ERFORDERLICHE SCHRITTE:
a) Zu welchem Schluss kommt John Truscott laut dem Blogbeitrag über Fehlerkorrektur in seiner Meta-Analyse?
b) Gib aus dem Blogbeitrag über Fehlerkorrektur die Stelle von "KI statt Rotstift" bis einschließlich "als punktuelle Fehlerkorrekturen." unverändert aus.

AUSGEWÄHLTER AUSZUG:
____

KI statt Rotstift

Blog: KI im Klassenzimmer

Warum wir unser Korrekturverhalten überdenken müssen

Wie kann es Lehrerinnen und Lehrern in ihrem stressigen Berufsalltag gelingen, etablierte, oft über Jahre gewachsene Praktiken zu hinterfragen und gegebenenfalls zu verändern? Theoretisch könnten sie ja jeden pädagogischen Ansatz dahingehend überprüfen, ob sie ihn anwenden, weil es gute, nachprüfbare Gründe dafür gibt oder weil sie es “schon immer so gemacht haben”. Häufig geschieht dies nicht oder es gibt wenig Zeit und Raum, die eigenen – oft jahrzehntelang praktizierten – Methoden auf den Prüfstand zu stellen. Dies gilt insbesondere für eine Tätigkeit, die den Lehrerberuf dominiert: das Korrigieren von Schülerarbeiten.

Alternative Feedbackmethoden, wie zum Beispiel inhaltsorientiertes Feedback, sind effektiver als punktuelle Fehlerkorrekturen.
Franoise – stock.adobe.com

Die Lehrerkräfte unter den Leserinnen und Lesern werden es nur zu gut kennen – der nie endende Stapel von Hausübungstexten, rot markierte Fehler und detailreiche Anmerkungen am Rand. Doch was, wenn diese mühsame Arbeit nicht nur kaum Effekt hat, sondern den Lernprozess sogar behindert? Zahlreiche Studien zeigen, dass die traditionelle Fehlerkorrektur oft wenig bringt und Lehrkräfte unnötig belastet. Mit dem Aufkommen von Künstlicher Intelligenz ergibt sich nun die Chance, diesen Teufelskreis zu durchbrechen und Feedback sinnvoller zu gestalten.


Die Wissenschaft sagt: Weniger ist oft mehr

Der Sprachwissenschaftler John Truscott kommt in seiner Meta-Analyse zum Schluss, dass klassische Fehlerkorrekturen keine signifikant positiven Effekte auf die Schreibgenauigkeit von Lernenden haben. Tatsächlich deuten einige Ergebnisse sogar auf negative Auswirkungen hin. Truscott argumentiert, dass Feedback, das auf formale Fehler abzielt, oft kurzfristige Verbesserungen bringen, aber langfristig kaum Lernfortschritte bewirken. Besonders grammatikalische Korrekturen führen kaum zu langfristigen Verbesserungen und Schülerinnen und Schüler entwickeln dadurch oft Vermeidungsstrategien, anstatt ihre Schreibkompetenzen zu erweitern.

____

BEREITGESTELLTE DATEN:

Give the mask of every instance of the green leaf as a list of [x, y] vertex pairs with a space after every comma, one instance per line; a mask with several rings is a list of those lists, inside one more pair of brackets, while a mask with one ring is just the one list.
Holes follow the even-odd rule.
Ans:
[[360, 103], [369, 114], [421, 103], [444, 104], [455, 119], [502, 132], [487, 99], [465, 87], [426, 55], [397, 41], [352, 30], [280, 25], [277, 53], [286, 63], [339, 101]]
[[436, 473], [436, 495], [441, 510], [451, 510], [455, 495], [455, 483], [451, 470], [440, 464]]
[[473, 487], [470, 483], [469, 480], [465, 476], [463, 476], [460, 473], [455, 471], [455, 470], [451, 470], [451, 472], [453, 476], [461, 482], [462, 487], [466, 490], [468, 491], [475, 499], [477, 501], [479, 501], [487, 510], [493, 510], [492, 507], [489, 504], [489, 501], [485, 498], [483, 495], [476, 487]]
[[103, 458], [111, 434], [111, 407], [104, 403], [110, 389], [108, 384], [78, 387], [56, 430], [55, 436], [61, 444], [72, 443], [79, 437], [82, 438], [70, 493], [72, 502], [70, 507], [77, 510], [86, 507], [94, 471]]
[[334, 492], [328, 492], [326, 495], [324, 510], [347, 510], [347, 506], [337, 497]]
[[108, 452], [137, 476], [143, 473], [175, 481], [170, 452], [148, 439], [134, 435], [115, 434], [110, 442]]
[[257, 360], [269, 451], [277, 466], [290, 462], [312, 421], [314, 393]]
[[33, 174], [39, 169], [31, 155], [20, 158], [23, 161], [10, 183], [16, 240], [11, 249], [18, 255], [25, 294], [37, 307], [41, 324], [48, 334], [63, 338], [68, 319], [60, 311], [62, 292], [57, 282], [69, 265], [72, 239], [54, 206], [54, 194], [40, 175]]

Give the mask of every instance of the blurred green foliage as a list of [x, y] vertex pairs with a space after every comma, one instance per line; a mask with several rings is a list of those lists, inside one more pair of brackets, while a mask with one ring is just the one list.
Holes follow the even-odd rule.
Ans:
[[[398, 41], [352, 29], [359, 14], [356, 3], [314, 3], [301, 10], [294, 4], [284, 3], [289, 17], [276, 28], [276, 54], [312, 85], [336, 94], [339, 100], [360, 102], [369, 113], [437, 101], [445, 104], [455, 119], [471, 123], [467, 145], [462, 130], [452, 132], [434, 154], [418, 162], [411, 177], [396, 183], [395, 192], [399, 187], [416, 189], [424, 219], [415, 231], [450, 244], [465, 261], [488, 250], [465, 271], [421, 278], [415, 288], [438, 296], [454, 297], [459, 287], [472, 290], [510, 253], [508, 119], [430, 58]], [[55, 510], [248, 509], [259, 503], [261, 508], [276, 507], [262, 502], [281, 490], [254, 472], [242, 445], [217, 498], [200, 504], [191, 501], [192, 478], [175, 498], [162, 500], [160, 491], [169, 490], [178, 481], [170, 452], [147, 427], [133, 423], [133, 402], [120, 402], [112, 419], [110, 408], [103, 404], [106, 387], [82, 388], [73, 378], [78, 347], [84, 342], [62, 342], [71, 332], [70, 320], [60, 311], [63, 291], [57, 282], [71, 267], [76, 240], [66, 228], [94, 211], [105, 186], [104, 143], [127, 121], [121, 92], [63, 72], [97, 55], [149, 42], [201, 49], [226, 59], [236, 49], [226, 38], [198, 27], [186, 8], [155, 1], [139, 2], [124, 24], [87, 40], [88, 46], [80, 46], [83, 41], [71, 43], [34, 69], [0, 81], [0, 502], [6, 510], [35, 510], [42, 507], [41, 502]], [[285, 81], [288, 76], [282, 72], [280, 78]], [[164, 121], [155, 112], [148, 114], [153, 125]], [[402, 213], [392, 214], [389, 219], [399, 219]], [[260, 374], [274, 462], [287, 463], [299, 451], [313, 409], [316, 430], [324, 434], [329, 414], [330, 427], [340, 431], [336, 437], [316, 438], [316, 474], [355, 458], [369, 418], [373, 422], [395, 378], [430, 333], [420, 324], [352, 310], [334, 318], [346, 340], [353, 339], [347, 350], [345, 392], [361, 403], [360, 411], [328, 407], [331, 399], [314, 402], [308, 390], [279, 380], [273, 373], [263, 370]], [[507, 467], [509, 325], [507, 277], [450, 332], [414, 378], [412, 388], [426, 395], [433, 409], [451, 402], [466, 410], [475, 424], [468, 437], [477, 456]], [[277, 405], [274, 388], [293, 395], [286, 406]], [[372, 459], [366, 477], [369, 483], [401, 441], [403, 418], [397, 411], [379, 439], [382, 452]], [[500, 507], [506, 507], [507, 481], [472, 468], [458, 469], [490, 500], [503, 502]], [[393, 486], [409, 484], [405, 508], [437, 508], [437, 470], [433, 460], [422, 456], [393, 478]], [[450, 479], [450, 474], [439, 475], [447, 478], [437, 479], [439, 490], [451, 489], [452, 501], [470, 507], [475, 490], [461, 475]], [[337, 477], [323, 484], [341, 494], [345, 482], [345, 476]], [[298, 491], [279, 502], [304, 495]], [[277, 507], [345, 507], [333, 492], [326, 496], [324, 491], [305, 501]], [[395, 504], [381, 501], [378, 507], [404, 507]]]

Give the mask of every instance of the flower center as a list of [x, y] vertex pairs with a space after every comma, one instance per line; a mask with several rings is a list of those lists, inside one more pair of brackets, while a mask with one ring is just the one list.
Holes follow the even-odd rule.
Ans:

____

ANTWORTEN JE AUFGABE:
a) Klassische Fehlerkorrekturen haben keine signifikant positiven Effekte auf die Schreibgenauigkeit von Lernenden.

b)
KI statt Rotstift

Blog: KI im Klassenzimmer

Warum wir unser Korrekturverhalten überdenken müssen

Wie kann es Lehrerinnen und Lehrern in ihrem stressigen Berufsalltag gelingen, etablierte, oft über Jahre gewachsene Praktiken zu hinterfragen und gegebenenfalls zu verändern? Theoretisch könnten sie ja jeden pädagogischen Ansatz dahingehend überprüfen, ob sie ihn anwenden, weil es gute, nachprüfbare Gründe dafür gibt oder weil sie es “schon immer so gemacht haben”. Häufig geschieht dies nicht oder es gibt wenig Zeit und Raum, die eigenen – oft jahrzehntelang praktizierten – Methoden auf den Prüfstand zu stellen. Dies gilt insbesondere für eine Tätigkeit, die den Lehrerberuf dominiert: das Korrigieren von Schülerarbeiten.

Alternative Feedbackmethoden, wie zum Beispiel inhaltsorientiertes Feedback, sind effektiver als punktuelle Fehlerkorrekturen.